Stated goal: Can you reproduce every one of the rows below word for word, with no changes?

Available records:

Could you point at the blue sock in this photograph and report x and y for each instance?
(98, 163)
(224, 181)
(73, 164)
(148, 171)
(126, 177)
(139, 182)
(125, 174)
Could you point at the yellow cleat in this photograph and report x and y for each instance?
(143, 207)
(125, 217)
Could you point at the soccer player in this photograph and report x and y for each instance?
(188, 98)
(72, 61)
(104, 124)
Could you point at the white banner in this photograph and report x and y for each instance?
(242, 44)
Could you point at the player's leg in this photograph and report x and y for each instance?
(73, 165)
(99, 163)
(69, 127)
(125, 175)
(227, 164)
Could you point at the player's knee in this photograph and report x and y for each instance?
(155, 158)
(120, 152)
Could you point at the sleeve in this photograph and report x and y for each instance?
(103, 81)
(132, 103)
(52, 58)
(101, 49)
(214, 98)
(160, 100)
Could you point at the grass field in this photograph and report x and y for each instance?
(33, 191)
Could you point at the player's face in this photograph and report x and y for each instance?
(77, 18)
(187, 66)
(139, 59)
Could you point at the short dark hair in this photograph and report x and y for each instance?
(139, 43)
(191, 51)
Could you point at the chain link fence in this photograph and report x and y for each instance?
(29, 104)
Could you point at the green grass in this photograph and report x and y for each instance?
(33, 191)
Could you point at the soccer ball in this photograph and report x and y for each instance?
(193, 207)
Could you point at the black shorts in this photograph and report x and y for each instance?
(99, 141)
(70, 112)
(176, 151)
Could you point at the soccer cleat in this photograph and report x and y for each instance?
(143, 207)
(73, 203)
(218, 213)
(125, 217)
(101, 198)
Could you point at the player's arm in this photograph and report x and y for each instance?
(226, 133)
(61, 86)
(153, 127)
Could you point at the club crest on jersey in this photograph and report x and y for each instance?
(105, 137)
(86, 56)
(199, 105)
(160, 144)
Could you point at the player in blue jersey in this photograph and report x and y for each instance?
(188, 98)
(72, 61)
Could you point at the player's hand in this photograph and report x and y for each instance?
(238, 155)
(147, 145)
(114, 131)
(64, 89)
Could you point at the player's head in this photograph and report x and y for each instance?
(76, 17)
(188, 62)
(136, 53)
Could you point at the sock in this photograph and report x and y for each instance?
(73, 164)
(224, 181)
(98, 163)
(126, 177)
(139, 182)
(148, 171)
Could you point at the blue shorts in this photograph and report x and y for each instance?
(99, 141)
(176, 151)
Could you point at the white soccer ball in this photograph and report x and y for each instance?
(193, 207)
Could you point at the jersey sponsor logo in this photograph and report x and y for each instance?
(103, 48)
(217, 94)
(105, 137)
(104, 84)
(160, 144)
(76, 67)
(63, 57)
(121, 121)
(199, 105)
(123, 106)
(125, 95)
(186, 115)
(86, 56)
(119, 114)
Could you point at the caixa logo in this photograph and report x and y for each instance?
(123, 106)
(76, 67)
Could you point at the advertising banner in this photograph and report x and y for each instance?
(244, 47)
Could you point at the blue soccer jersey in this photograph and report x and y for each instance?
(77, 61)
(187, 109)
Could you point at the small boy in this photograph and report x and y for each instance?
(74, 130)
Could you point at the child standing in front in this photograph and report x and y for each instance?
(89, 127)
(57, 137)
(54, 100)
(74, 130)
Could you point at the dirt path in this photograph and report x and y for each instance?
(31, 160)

Written answer:
Could you point at the blue sock in this photograph and report x and y for each instance?
(98, 163)
(224, 181)
(73, 164)
(148, 171)
(126, 177)
(139, 182)
(125, 174)
Could you point at the yellow cleat in this photograph and report x and y for each instance?
(143, 207)
(125, 217)
Could you point at the soccer player in this photograph and report x and y for each instance?
(188, 98)
(72, 61)
(104, 124)
Could you point at the white banner in this photograph and report x and y for each instance?
(242, 44)
Could you point at the player's leg in this photograph and report x and y for each instance?
(73, 165)
(99, 163)
(69, 127)
(125, 175)
(227, 164)
Could you point at the player's knee in this photograph and report x and y for each instance?
(155, 158)
(120, 152)
Could you point at the sleeve in this photograph and report x and y for each instance?
(103, 81)
(132, 103)
(52, 58)
(101, 49)
(214, 98)
(160, 100)
Could you point at the grass field in this photograph and report x and y for each instance?
(33, 191)
Could you point at the player's face in this photograph and report x and y for each instance?
(77, 18)
(187, 66)
(139, 59)
Could you point at the short dark hair in this photograph and report x and y for each instance?
(139, 43)
(191, 51)
Could you point at the chain link fence in this photograph and report x and y for each instance?
(29, 104)
Could you point at the green grass in this photograph and report x and y for each instance?
(33, 191)
Could you point at the soccer ball in this photograph and report x and y for each instance?
(193, 207)
Could you point at the black shorts in this photograph and report x and y for each instance?
(99, 141)
(70, 112)
(176, 151)
Could you point at the soccer cleat in this photograph and report x and y for each instance?
(143, 207)
(73, 203)
(218, 213)
(125, 217)
(101, 198)
Could you point at the player's arm in this photograph and report x and y for each instance?
(226, 133)
(61, 86)
(153, 127)
Could you point at the club crest on jersey in this photograph and report x and y for each instance?
(105, 137)
(86, 56)
(199, 105)
(160, 144)
Could you point at the player in blue jersey in this photograph and report x and y for each instance?
(188, 98)
(72, 61)
Could you point at the player's hand in this photograph and report x and y for each instance?
(238, 155)
(147, 145)
(114, 131)
(64, 89)
Could you point at the player's head in this photograph and report x and y for each instance?
(76, 17)
(188, 62)
(136, 53)
Could you point at the sock in this photograph and report x and y for each instance?
(73, 164)
(224, 181)
(98, 163)
(126, 177)
(139, 182)
(148, 171)
Could you point at the blue shorts in this photograph and report x and y for each instance?
(99, 141)
(176, 151)
Could you point at the white soccer ball in this photograph and report x and y for each instance?
(193, 207)
Could you point at the jersey sponsor logo in this photograph and report x and y for each instance?
(103, 48)
(217, 94)
(105, 137)
(104, 84)
(160, 144)
(76, 67)
(63, 57)
(121, 121)
(199, 105)
(123, 106)
(125, 95)
(186, 115)
(86, 56)
(119, 114)
Could you point at the caixa logo in this photograph and report x and y for each instance?
(123, 106)
(76, 67)
Could you point at the advertising banner in this photograph and report x and y for each instance?
(244, 47)
Could you point at the blue soccer jersey in this photograph and report x and y for each instance?
(77, 61)
(187, 109)
Could you point at the small boy in this photograph and report x and y for each instance?
(74, 130)
Could you point at the child standing in front in this photograph and report x and y for each instance?
(89, 127)
(57, 137)
(54, 100)
(74, 130)
Could you point at the dirt path in this photograph and report x and y for each instance?
(31, 160)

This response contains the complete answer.